(Collected data entries)

######

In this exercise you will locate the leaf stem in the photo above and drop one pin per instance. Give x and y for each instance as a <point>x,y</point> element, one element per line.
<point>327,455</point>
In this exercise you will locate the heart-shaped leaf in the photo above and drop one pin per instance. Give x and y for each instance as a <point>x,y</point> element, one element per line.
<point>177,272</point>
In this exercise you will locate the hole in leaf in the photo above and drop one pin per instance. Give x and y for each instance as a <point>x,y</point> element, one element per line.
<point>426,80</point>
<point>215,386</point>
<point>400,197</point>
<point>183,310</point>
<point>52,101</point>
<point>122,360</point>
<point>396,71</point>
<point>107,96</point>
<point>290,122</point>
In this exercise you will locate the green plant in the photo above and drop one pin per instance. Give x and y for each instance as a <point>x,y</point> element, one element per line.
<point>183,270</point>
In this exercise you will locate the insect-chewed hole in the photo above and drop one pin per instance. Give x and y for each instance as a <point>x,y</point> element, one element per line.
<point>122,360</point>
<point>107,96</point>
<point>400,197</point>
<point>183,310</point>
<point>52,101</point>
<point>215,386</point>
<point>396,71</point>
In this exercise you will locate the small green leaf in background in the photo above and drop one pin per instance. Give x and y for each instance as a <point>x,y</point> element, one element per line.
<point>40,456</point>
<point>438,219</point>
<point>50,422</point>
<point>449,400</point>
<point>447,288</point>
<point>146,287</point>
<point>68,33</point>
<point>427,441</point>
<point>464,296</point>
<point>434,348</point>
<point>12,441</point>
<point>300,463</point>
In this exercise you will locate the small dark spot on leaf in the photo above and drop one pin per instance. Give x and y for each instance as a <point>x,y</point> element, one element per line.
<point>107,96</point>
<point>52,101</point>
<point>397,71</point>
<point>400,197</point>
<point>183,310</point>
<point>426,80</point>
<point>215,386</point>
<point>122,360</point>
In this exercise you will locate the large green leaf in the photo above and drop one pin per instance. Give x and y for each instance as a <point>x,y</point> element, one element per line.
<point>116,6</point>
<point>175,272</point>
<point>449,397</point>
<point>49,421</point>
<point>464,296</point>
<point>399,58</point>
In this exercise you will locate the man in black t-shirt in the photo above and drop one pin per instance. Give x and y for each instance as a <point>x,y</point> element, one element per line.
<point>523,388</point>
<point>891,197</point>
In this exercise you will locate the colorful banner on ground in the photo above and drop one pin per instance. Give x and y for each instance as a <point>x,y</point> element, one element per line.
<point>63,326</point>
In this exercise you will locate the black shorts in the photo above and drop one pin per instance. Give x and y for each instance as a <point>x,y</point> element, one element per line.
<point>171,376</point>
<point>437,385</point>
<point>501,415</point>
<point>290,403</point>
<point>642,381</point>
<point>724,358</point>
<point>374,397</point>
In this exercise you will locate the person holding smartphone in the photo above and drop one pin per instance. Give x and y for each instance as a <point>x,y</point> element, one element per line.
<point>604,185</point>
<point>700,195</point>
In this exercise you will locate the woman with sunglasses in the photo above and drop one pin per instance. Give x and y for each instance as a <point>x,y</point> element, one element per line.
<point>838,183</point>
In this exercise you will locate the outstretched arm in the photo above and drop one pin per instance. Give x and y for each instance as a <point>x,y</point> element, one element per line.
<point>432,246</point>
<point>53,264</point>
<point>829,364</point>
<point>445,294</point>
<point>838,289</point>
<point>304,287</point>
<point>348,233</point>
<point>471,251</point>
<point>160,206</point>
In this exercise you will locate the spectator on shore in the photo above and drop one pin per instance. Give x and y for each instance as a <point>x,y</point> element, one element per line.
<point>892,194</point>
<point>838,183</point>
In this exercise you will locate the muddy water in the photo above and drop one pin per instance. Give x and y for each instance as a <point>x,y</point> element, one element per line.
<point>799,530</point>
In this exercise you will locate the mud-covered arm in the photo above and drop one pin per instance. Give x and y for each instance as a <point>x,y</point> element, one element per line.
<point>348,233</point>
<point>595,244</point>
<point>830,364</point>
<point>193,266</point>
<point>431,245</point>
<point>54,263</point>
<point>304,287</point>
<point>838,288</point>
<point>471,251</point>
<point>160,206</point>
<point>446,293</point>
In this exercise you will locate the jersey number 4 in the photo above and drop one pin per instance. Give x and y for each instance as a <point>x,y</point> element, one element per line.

######

» TASK
Beginning at the line that holds "In this exercise you will locate the mud-covered", write out word for word each line through the end of the records.

» TASK OUTPUT
In this exercise you will locate the mud-covered arm in the photo above and drop one pin per instance. Give x and y for each instance as a <point>x,y</point> element, one element per line.
<point>348,233</point>
<point>595,244</point>
<point>830,364</point>
<point>193,266</point>
<point>431,245</point>
<point>54,263</point>
<point>304,287</point>
<point>838,288</point>
<point>471,251</point>
<point>160,206</point>
<point>446,293</point>
In this exercise you will locate the jersey number 4 in the photo above and drop one pin per instance. Give x and y for each instance as a <point>x,y</point> element, one element per line.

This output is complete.